* Selected excerpt *
* start *
I spent over an hour trying to write this first paragraph last week and still don’t know where to start. I grew up in Nairobi, my parents lived in Kenya for more than 15 years, their house was 5 minutes from Westgate, my brother’s partner is Kenyan and I previously worked for Ushahidi, a Kenyan not-for-profit group. Witnessing the tragedy online as it unfolded in real-time, graphic pictures and all, was traumatic;  I did not know the fate of several friends right away. This raw anxiety brought back memories from the devastating Haiti Earthquake of 2010; it took 12 long hours until I got word that my wife and friends had just made it out of a crumbling building.

WeAreKenya

What to do with this most recent experience and the pain that lingers? Amongst the graphic Westgate horror unfolding via Twitter, I also witnessed the outpouring of love, support and care; the offers of help from Kenyans and Somalis alike; collective grieving, disbelief and deep sadness; the will to remain strong, to overcome, to be united in support of the victims, their families and friends. So I reached out to several friends in Nairobi to ask them if aggregating and surfacing these tweets publicly could serve as a positive testament. They all said yes.
* end *
* Task 1 *
Rewrite the part of the post about the Westgate attack that opens with the words containing "What to do with" and closes with "all said yes.", putting "social media" in place of "Twitter".
* Task 2 *
Carry on with the post about the Westgate attack, starting right after its final sentence.

* Dataset extract *
* start *
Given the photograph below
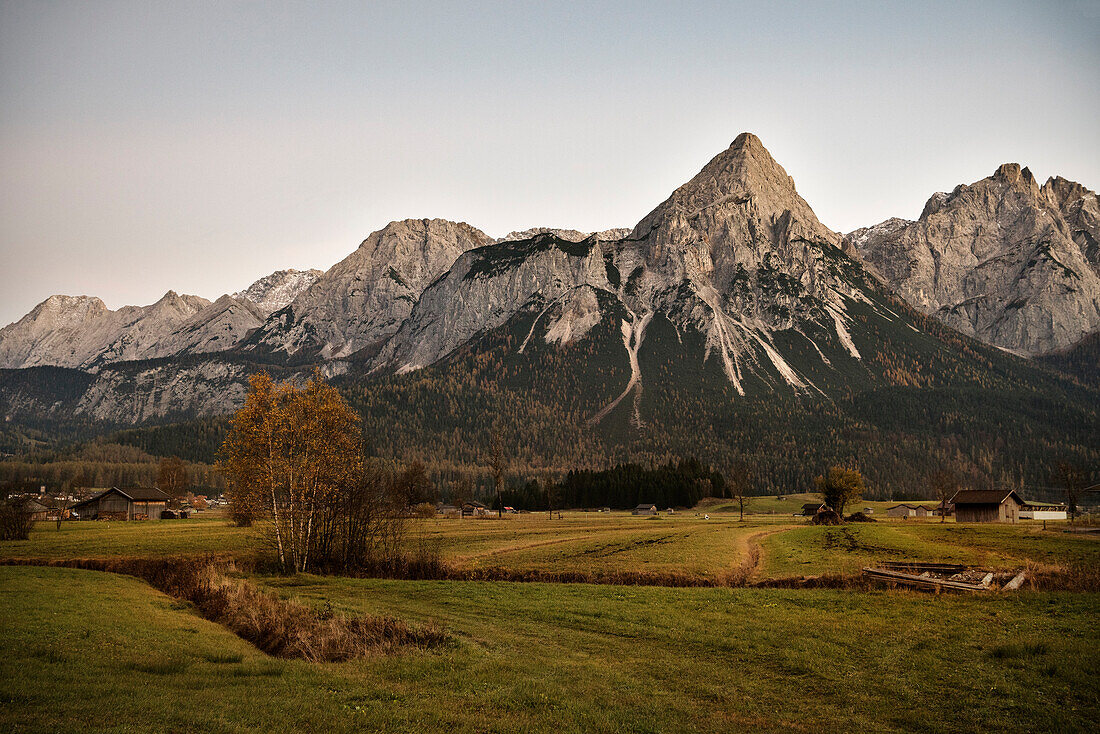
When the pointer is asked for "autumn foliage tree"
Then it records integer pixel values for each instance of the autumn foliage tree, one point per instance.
(945, 484)
(838, 486)
(173, 477)
(293, 455)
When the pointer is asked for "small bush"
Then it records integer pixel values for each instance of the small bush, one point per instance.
(15, 519)
(827, 517)
(277, 626)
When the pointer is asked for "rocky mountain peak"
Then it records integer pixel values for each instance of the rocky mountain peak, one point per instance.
(1020, 178)
(276, 291)
(1000, 260)
(741, 182)
(1062, 192)
(364, 298)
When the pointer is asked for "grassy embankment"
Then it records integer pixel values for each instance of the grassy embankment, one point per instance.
(88, 650)
(594, 543)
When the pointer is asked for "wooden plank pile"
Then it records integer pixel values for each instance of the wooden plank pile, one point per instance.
(937, 577)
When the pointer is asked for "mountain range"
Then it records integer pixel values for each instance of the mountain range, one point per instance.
(728, 303)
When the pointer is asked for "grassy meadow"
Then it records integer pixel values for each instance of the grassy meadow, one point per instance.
(567, 657)
(553, 657)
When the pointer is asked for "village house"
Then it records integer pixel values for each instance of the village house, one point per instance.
(909, 511)
(1043, 511)
(132, 503)
(987, 506)
(474, 508)
(36, 510)
(812, 508)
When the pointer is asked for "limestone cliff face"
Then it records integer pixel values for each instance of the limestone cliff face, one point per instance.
(1002, 260)
(79, 331)
(735, 254)
(278, 289)
(363, 299)
(485, 287)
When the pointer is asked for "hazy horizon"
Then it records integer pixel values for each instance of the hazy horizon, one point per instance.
(199, 146)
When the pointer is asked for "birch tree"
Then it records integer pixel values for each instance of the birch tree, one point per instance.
(292, 451)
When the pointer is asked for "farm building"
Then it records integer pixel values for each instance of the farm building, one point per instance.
(36, 510)
(474, 510)
(1043, 511)
(812, 508)
(132, 503)
(987, 506)
(945, 508)
(909, 511)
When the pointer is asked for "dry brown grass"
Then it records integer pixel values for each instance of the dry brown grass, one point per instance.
(277, 626)
(1046, 577)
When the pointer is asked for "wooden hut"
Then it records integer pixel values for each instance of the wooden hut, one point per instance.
(987, 506)
(132, 503)
(902, 511)
(1043, 511)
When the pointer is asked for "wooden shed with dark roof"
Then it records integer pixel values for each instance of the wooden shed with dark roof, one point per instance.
(987, 506)
(131, 503)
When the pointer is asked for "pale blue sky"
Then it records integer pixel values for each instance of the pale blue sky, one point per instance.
(200, 145)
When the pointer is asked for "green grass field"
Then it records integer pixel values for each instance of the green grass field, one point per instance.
(567, 657)
(618, 541)
(83, 650)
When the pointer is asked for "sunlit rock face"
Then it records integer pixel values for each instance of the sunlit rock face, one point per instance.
(1002, 260)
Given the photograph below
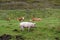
* end *
* Written answer 1 *
What to do with this most recent experience and the pain that lingers? Amongst the graphic Westgate horror unfolding via social media, I also witnessed the outpouring of love, support and care; the offers of help from Kenyans and Somalis alike; collective grieving, disbelief and deep sadness; the will to remain strong, to overcome, to be united in support of the victims, their families and friends. So I reached out to several friends in Nairobi to ask them if aggregating and surfacing these tweets publicly could serve as a positive testament. They all said yes.

* Written answer 2 *
I therefore contacted colleagues at GNIP who kindly let me use their platform to collect more than 740,000 tweets related to the tragedy, starting from several hours before the horror began until the end of the siege. I then reached out to friends Claudia Perlich (data scientist) and Jer Throp (data artist) for their help on this personal project. They both kindly agreed to lend their expertise. Claudia quickly put together the map above based on the location of Twitter users responding to the events in Nairobi (click map to enlarge). The graph below depicts where Twitter users covering the Westgate tragedy were tweeting from during the first 35 hours or so.

Westgate Continents

Westgate Table Continents

We also did some preliminary content analysis of some keywords. The graph below displays the frequency of the terms “We Are One,” “Blood Appeal / Blood Donations,” and “Pray / Prayers” during the four day siege (click to enlarge).

Kenya We Are One

Jer suggested (thankfully) a more compelling and elegant data visualization approach, which we are exploring this week. So we hope to share some initial visuals in the coming days. If you have any specific suggestions on other ways to analyze and visualize the data, please do share them in the comments section below, thank you.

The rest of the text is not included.